* **Extract provided**
------------------------
Another key idea is using common currency. If we’re not going to be talking about rights, because rights are really just dressing up our gut reactions, what’s our common currency? We need a common currency of facts, and we need a common currency of values. The currency of facts is science, broadly construed—the search for observable replicable evidence. It’s true that people tend to reject science if it conflicts with their worldview. But everybody appeals to science when it suits them, and no other source of knowledge has that distinction. Creationists would be delighted if, tomorrow, credible scientists were to declare that we’d got it all wrong and that the world is in fact just a few thousand years old. But biologists and geologists don’t appeal to the Pope when he happens to agree with their views. Science is our common ground.

When it comes to values, that’s really where deep pragmatism comes in. Believe what you want, value what you want, but the only way we can systematically make trade-offs, I think, is to appeal to consequences, giving equal weight to everyone’s interests. Some philosophers think there are other ways, but I don’t think they work.
------------------------
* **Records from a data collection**
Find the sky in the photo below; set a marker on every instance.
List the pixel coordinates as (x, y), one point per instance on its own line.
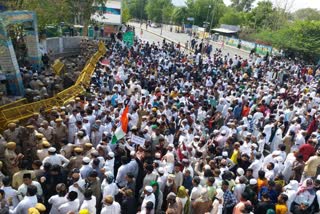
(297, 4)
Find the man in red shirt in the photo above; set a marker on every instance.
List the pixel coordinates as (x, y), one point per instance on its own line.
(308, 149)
------------------------
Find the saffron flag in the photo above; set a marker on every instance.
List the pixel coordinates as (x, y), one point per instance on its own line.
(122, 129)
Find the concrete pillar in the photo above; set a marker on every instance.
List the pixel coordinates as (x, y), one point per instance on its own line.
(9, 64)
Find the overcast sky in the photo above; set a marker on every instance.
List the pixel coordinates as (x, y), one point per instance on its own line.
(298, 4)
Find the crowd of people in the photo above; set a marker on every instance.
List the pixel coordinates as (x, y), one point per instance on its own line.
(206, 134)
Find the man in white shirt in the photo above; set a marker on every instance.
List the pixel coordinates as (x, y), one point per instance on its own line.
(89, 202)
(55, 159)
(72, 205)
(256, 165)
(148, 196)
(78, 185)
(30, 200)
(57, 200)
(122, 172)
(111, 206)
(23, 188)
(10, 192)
------------------------
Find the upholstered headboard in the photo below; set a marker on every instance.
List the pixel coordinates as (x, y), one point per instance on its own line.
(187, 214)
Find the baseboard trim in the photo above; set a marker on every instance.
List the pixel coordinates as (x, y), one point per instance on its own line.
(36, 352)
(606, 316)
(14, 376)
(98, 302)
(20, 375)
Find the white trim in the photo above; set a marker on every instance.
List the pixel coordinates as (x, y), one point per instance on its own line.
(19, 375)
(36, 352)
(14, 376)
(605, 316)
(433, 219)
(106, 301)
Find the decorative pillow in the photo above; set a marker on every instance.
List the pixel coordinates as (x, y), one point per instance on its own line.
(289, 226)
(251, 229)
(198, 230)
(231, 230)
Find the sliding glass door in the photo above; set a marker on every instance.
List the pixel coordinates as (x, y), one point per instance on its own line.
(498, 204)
------------------------
* **Exercise tasks**
[1] Rewrite the passage on common currency from "Another key idea" up to and including "our common ground.", changing "common currency" to "shared currency" each time it occurs.
[2] Answer these questions about the passage on common currency:
(a) What does it name as the currency of facts?
(b) Whom do biologists and geologists not appeal to when he happens to agree with their views?
(c) When it comes to values, what must we appeal to in order to make trade-offs systematically?

* **Solutions**
[1]
Another key idea is using shared currency. If we’re not going to be talking about rights, because rights are really just dressing up our gut reactions, what’s our shared currency? We need a shared currency of facts, and we need a shared currency of values. The currency of facts is science, broadly construed—the search for observable replicable evidence. It’s true that people tend to reject science if it conflicts with their worldview. But everybody appeals to science when it suits them, and no other source of knowledge has that distinction. Creationists would be delighted if, tomorrow, credible scientists were to declare that we’d got it all wrong and that the world is in fact just a few thousand years old. But biologists and geologists don’t appeal to the Pope when he happens to agree with their views. Science is our common ground.

[2]
(a) Science, broadly construed: the search for observable, replicable evidence.
(b) The Pope.
(c) Consequences, giving equal weight to everyone's interests.